What this task involves: Restate the listing in full, keeping every word as it is.

----

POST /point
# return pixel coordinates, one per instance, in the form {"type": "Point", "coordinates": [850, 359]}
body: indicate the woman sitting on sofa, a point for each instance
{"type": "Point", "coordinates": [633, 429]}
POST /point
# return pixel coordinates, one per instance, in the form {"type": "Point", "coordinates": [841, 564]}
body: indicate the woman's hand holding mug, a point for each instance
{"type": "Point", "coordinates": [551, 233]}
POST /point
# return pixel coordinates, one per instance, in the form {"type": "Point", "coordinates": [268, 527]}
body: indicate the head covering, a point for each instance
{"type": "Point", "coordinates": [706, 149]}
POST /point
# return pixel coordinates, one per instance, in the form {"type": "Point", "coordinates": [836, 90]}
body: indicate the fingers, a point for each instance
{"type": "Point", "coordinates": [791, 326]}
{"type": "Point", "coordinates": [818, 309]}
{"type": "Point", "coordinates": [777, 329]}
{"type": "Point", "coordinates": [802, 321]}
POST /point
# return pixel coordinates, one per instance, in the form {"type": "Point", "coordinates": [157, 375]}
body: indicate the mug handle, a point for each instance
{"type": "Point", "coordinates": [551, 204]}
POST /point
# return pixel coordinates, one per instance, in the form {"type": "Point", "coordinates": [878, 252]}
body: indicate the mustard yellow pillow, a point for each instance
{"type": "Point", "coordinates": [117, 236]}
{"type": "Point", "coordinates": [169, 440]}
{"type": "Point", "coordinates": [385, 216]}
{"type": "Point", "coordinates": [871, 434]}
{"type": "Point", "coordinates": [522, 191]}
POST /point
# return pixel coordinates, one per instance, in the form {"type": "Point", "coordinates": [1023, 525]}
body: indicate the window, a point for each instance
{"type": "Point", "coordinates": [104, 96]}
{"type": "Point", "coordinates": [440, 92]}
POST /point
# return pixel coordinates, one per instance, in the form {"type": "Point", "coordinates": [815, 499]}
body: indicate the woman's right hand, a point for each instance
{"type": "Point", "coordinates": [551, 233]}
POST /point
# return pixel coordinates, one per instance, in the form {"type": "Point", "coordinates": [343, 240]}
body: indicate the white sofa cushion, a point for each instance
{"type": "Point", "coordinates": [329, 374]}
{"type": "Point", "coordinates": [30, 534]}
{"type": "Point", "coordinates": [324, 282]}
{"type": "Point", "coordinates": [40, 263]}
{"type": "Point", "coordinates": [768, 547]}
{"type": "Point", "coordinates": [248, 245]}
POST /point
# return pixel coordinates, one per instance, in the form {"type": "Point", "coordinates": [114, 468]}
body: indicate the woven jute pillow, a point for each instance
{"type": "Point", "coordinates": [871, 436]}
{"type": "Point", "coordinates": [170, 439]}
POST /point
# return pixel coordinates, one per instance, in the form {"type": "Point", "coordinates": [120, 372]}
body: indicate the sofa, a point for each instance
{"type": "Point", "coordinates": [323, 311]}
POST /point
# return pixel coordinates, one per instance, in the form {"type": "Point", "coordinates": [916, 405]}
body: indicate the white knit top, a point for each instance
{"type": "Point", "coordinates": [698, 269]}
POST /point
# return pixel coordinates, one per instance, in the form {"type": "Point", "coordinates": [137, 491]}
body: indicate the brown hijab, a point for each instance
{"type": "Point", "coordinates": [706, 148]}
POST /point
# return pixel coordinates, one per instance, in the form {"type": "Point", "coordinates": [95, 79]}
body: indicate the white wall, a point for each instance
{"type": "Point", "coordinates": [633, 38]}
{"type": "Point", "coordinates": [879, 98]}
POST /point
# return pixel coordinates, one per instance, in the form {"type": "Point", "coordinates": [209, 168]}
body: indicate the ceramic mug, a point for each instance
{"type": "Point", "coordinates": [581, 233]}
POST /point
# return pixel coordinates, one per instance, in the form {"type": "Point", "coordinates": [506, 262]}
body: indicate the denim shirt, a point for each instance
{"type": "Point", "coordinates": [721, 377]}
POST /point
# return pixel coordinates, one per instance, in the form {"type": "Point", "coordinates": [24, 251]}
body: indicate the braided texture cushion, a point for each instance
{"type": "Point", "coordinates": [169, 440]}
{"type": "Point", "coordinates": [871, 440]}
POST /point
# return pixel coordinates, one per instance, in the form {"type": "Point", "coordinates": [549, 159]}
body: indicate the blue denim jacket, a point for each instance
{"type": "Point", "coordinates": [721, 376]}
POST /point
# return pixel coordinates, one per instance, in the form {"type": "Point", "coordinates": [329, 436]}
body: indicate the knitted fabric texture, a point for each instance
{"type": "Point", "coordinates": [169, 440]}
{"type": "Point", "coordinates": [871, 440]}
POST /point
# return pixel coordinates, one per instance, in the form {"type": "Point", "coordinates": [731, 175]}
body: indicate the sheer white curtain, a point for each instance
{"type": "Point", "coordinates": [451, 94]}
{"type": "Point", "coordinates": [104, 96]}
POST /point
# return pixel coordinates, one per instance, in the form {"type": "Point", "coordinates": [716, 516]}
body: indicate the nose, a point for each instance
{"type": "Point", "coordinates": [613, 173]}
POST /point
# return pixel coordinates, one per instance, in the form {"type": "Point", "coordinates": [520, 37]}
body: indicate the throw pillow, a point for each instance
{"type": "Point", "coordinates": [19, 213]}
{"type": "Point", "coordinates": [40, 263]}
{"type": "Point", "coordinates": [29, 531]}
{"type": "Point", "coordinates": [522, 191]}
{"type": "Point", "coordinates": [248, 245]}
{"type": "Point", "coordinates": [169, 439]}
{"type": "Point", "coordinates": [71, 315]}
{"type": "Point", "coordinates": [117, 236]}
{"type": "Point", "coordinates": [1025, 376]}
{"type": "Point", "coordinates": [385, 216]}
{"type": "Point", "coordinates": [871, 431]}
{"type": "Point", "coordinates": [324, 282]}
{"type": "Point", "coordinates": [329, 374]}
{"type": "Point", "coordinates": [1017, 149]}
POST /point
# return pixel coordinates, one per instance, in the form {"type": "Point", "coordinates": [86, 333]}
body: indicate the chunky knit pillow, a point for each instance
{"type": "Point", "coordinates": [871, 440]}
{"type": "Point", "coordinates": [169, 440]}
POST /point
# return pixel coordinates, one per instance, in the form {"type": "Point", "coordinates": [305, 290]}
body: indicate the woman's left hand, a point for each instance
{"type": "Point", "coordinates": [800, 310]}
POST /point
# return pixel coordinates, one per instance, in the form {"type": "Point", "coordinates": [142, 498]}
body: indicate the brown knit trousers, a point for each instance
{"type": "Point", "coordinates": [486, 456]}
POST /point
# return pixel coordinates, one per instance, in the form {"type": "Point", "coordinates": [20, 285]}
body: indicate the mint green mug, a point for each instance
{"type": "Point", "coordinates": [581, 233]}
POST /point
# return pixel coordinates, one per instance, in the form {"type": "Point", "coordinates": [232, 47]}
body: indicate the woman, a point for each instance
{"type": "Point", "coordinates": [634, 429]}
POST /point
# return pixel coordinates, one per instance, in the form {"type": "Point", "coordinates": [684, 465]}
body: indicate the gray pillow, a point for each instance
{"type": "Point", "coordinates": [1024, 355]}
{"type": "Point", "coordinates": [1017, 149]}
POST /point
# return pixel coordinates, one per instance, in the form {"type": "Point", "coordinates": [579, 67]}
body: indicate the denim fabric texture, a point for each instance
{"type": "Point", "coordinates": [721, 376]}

----

Reply:
POST /point
# return pixel coordinates, one per instance, in the form {"type": "Point", "coordinates": [850, 359]}
body: indicate the woman sitting on sofa, a point for each instance
{"type": "Point", "coordinates": [633, 429]}
POST /point
# return pixel coordinates, one per instance, in the form {"type": "Point", "coordinates": [841, 564]}
body: indicate the woman's hand holding mug, a point for each instance
{"type": "Point", "coordinates": [551, 233]}
POST /point
# return pixel coordinates, one per instance, in the form {"type": "Point", "coordinates": [268, 527]}
body: indicate the head covering, a point for each instance
{"type": "Point", "coordinates": [706, 149]}
POST /point
# return pixel coordinates, one per instance, in the form {"type": "Point", "coordinates": [836, 90]}
body: indicate the fingers, a point for each instance
{"type": "Point", "coordinates": [791, 326]}
{"type": "Point", "coordinates": [818, 309]}
{"type": "Point", "coordinates": [777, 329]}
{"type": "Point", "coordinates": [802, 321]}
POST /point
# return pixel coordinates, one per instance, in the form {"type": "Point", "coordinates": [157, 375]}
body: indicate the mug handle, a point for each instance
{"type": "Point", "coordinates": [551, 204]}
POST /point
# return pixel coordinates, one per instance, in the form {"type": "Point", "coordinates": [878, 252]}
body: indicate the mustard yellow pillow, a point for each instance
{"type": "Point", "coordinates": [117, 236]}
{"type": "Point", "coordinates": [169, 440]}
{"type": "Point", "coordinates": [385, 216]}
{"type": "Point", "coordinates": [871, 434]}
{"type": "Point", "coordinates": [522, 191]}
POST /point
# return pixel coordinates, one per instance, in the form {"type": "Point", "coordinates": [1023, 525]}
body: indicate the window, a point for each instance
{"type": "Point", "coordinates": [104, 96]}
{"type": "Point", "coordinates": [440, 92]}
POST /point
# return pixel coordinates, one per instance, in the form {"type": "Point", "coordinates": [815, 499]}
body: indicate the woman's right hand, a point for each instance
{"type": "Point", "coordinates": [551, 233]}
POST /point
# return pixel coordinates, one per instance, in the form {"type": "Point", "coordinates": [343, 240]}
body: indicate the white sofa cushion, a point for each instance
{"type": "Point", "coordinates": [329, 374]}
{"type": "Point", "coordinates": [30, 534]}
{"type": "Point", "coordinates": [324, 282]}
{"type": "Point", "coordinates": [40, 263]}
{"type": "Point", "coordinates": [768, 547]}
{"type": "Point", "coordinates": [248, 245]}
POST /point
# return pixel coordinates, one per instance, in the form {"type": "Point", "coordinates": [114, 468]}
body: indicate the woven jute pillow, a point for each instance
{"type": "Point", "coordinates": [871, 436]}
{"type": "Point", "coordinates": [170, 439]}
POST /point
# return pixel coordinates, one per instance, in the form {"type": "Point", "coordinates": [120, 372]}
body: indicate the sofa, a point for each instance
{"type": "Point", "coordinates": [323, 311]}
POST /point
# return pixel coordinates, one per instance, in the form {"type": "Point", "coordinates": [916, 405]}
body: indicate the white knit top, a point for each instance
{"type": "Point", "coordinates": [698, 269]}
POST /point
# return pixel coordinates, one per instance, in the form {"type": "Point", "coordinates": [137, 491]}
body: indicate the brown hijab, a point for each instance
{"type": "Point", "coordinates": [706, 148]}
POST /point
# return pixel coordinates, one per instance, in the form {"type": "Point", "coordinates": [95, 79]}
body: indicate the white wall, a point for each instance
{"type": "Point", "coordinates": [633, 38]}
{"type": "Point", "coordinates": [879, 98]}
POST /point
# return pixel coordinates, one per instance, in the form {"type": "Point", "coordinates": [209, 168]}
body: indicate the ceramic mug, a point for each instance
{"type": "Point", "coordinates": [581, 233]}
POST /point
# return pixel coordinates, one per instance, in the form {"type": "Point", "coordinates": [506, 262]}
body: indicate the denim shirt, a point for each instance
{"type": "Point", "coordinates": [721, 377]}
POST /point
# return pixel coordinates, one per instance, in the form {"type": "Point", "coordinates": [24, 251]}
body: indicate the braided texture cushion, a point for each instance
{"type": "Point", "coordinates": [169, 440]}
{"type": "Point", "coordinates": [871, 440]}
POST /point
# return pixel coordinates, one per instance, in the form {"type": "Point", "coordinates": [549, 159]}
body: indicate the blue denim jacket, a point for each instance
{"type": "Point", "coordinates": [721, 376]}
POST /point
# return pixel coordinates, one per instance, in the form {"type": "Point", "coordinates": [329, 436]}
body: indicate the knitted fabric texture, a point for each instance
{"type": "Point", "coordinates": [169, 440]}
{"type": "Point", "coordinates": [871, 440]}
POST /point
# return pixel coordinates, one per instance, in the form {"type": "Point", "coordinates": [731, 175]}
body: indicate the sheer white curtain, a point for each instance
{"type": "Point", "coordinates": [451, 94]}
{"type": "Point", "coordinates": [104, 96]}
POST /point
# return pixel coordinates, one per instance, in the form {"type": "Point", "coordinates": [716, 516]}
body: indicate the nose, a point for each instance
{"type": "Point", "coordinates": [613, 173]}
POST /point
# return pixel coordinates, one per instance, in the form {"type": "Point", "coordinates": [520, 37]}
body: indicate the throw pillow, a point for each instance
{"type": "Point", "coordinates": [19, 213]}
{"type": "Point", "coordinates": [40, 263]}
{"type": "Point", "coordinates": [29, 531]}
{"type": "Point", "coordinates": [522, 191]}
{"type": "Point", "coordinates": [248, 245]}
{"type": "Point", "coordinates": [169, 439]}
{"type": "Point", "coordinates": [71, 315]}
{"type": "Point", "coordinates": [117, 236]}
{"type": "Point", "coordinates": [1025, 376]}
{"type": "Point", "coordinates": [385, 216]}
{"type": "Point", "coordinates": [871, 431]}
{"type": "Point", "coordinates": [324, 282]}
{"type": "Point", "coordinates": [329, 374]}
{"type": "Point", "coordinates": [1017, 149]}
POST /point
# return pixel coordinates, one per instance, in the form {"type": "Point", "coordinates": [86, 333]}
body: indicate the chunky knit pillow, a point for each instance
{"type": "Point", "coordinates": [871, 440]}
{"type": "Point", "coordinates": [169, 440]}
POST /point
# return pixel coordinates, one per instance, in the form {"type": "Point", "coordinates": [305, 290]}
body: indicate the woman's left hand, a point for each instance
{"type": "Point", "coordinates": [800, 310]}
POST /point
# return pixel coordinates, one per instance, in the form {"type": "Point", "coordinates": [142, 498]}
body: indicate the brown knit trousers, a point for each instance
{"type": "Point", "coordinates": [486, 456]}
POST /point
# return pixel coordinates, one per instance, in the form {"type": "Point", "coordinates": [20, 285]}
body: indicate the mint green mug, a point for each instance
{"type": "Point", "coordinates": [581, 233]}
POST /point
# return pixel coordinates, one per instance, in the form {"type": "Point", "coordinates": [232, 47]}
body: indicate the woman, a point for each instance
{"type": "Point", "coordinates": [634, 429]}
POST /point
# return pixel coordinates, one per instance, in the form {"type": "Point", "coordinates": [684, 465]}
body: indicate the gray pillow, a point for each instance
{"type": "Point", "coordinates": [1024, 355]}
{"type": "Point", "coordinates": [1017, 149]}
POST /point
# return pixel coordinates, one per instance, in the form {"type": "Point", "coordinates": [579, 67]}
body: indicate the denim fabric texture, a point for each instance
{"type": "Point", "coordinates": [721, 376]}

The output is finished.